Instructions to follow: Pick out each line in the material below that contains the string "taillight" and copy those lines in order.

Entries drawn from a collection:
%%

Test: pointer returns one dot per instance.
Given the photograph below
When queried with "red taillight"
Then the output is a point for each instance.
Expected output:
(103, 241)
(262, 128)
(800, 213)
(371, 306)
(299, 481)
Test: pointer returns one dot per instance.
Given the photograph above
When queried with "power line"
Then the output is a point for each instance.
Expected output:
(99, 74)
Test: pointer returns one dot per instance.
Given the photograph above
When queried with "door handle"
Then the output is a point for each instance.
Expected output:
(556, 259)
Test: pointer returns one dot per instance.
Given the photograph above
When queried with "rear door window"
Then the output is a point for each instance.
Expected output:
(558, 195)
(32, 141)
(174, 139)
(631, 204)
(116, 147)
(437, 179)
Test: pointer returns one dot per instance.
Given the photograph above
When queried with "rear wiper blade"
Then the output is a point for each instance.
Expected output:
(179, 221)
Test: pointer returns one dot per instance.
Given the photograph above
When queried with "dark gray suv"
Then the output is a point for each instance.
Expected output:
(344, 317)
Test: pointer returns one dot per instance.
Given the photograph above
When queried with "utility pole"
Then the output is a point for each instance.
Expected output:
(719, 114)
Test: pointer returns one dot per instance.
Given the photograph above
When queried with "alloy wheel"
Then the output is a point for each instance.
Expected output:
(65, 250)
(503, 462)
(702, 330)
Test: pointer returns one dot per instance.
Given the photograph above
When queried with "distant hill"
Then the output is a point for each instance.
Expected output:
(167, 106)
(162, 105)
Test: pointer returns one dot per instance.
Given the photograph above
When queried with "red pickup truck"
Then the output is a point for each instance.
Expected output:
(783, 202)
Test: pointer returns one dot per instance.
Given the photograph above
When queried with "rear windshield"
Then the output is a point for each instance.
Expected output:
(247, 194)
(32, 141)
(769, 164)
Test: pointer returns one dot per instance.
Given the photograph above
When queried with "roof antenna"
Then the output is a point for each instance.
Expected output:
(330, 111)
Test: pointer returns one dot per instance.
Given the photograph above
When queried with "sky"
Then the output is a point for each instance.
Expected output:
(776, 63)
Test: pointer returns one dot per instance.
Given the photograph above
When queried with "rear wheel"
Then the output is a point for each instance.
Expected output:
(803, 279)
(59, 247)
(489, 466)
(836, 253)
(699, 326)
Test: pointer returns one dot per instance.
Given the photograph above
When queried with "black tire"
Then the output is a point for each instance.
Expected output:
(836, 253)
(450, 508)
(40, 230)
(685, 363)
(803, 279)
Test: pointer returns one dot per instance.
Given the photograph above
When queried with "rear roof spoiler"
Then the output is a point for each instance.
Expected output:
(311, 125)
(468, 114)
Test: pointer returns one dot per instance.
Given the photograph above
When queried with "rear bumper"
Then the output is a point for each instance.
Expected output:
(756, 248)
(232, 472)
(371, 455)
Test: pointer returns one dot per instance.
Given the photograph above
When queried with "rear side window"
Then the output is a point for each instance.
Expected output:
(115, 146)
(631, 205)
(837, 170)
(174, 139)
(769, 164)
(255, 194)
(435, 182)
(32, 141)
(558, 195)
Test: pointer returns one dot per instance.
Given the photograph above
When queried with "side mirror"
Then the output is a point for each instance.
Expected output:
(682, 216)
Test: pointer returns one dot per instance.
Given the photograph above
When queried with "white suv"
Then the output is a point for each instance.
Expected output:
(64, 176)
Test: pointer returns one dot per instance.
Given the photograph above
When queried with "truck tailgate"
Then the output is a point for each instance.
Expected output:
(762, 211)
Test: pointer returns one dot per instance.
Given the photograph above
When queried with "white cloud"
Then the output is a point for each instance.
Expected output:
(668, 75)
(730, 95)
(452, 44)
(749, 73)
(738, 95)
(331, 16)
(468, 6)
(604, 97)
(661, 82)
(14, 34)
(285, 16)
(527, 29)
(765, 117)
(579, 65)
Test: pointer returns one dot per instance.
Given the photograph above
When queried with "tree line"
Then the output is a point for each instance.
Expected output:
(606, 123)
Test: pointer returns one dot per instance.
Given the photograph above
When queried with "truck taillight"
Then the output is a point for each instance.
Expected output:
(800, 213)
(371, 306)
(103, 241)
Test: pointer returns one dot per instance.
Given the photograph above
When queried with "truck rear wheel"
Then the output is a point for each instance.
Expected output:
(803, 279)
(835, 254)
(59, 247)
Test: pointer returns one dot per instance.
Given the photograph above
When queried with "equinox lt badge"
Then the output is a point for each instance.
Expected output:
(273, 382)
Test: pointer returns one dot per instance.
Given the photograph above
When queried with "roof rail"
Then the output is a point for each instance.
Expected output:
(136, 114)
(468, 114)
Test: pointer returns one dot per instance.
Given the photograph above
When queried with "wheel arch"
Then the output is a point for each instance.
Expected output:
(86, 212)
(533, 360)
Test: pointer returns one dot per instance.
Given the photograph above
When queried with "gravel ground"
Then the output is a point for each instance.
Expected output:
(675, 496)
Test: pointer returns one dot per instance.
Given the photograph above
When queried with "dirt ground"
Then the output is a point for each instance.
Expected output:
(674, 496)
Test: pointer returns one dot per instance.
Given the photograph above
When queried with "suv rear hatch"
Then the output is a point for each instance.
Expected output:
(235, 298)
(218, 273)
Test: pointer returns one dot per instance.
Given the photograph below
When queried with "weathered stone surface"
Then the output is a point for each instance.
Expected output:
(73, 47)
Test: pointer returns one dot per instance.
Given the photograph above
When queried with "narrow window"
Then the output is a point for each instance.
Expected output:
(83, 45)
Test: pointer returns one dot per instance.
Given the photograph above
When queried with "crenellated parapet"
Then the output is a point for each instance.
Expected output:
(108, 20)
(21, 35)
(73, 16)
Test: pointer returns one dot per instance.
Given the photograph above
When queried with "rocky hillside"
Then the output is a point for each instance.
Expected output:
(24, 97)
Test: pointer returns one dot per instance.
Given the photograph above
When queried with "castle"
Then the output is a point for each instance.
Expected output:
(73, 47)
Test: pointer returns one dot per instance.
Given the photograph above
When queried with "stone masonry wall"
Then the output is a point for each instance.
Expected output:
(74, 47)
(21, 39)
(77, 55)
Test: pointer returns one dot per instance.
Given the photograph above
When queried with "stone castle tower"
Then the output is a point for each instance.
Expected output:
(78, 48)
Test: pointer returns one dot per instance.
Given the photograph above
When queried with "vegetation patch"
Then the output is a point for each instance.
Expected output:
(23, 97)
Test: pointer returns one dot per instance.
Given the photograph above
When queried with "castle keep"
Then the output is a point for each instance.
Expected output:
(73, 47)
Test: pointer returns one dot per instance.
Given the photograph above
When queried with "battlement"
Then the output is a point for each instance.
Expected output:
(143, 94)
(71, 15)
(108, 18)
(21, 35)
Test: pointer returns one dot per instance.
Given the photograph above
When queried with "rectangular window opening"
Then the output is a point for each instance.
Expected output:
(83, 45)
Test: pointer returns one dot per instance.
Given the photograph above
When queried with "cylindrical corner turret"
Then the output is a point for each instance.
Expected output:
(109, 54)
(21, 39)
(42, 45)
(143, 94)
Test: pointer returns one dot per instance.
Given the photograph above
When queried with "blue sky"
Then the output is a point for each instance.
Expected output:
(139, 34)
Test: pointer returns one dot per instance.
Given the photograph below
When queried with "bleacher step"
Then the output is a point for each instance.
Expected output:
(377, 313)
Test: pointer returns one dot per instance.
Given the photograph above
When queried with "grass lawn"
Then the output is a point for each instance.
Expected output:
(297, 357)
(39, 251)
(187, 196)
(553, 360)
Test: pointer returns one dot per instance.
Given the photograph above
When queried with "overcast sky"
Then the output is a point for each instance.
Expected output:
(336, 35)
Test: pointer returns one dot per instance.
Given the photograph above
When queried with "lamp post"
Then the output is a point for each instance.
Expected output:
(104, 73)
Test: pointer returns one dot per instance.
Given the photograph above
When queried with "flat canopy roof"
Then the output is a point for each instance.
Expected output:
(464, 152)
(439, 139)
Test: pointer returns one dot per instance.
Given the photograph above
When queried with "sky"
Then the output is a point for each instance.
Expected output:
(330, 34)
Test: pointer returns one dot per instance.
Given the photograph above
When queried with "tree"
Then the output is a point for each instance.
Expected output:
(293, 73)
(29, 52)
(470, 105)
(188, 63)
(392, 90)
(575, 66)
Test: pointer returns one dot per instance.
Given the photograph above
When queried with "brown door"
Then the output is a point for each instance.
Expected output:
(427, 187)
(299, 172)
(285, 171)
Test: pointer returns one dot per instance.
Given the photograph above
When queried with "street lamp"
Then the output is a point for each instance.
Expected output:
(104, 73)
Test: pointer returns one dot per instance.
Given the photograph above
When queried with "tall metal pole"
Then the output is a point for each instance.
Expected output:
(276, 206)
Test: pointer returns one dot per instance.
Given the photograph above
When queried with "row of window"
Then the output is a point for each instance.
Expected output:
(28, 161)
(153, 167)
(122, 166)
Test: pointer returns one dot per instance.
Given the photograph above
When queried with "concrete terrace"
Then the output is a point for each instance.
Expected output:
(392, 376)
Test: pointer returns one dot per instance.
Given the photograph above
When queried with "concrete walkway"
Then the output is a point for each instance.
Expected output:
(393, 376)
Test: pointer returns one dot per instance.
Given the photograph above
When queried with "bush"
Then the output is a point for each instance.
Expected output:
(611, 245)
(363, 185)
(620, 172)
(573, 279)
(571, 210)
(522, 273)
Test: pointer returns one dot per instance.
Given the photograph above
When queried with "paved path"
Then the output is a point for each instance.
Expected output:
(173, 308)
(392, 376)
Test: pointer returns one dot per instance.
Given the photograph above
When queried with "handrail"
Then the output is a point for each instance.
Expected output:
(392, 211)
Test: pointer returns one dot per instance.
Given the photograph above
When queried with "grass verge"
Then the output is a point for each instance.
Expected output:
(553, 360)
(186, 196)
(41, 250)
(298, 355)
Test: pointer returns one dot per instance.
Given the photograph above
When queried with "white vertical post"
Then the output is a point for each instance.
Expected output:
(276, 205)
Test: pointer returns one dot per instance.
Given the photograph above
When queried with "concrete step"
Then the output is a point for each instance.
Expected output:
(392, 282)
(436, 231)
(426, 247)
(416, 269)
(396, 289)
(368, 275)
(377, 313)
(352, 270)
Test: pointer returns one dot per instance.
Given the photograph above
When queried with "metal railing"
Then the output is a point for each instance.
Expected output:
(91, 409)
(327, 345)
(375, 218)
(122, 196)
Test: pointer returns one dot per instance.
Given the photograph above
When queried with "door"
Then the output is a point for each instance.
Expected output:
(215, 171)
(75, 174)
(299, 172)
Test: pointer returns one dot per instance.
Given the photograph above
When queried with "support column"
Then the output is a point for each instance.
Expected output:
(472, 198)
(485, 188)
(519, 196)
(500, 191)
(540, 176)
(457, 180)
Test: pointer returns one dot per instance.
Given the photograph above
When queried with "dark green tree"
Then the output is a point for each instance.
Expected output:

%%

Task solution:
When queried with "red taillight"
When queried with "truck taillight"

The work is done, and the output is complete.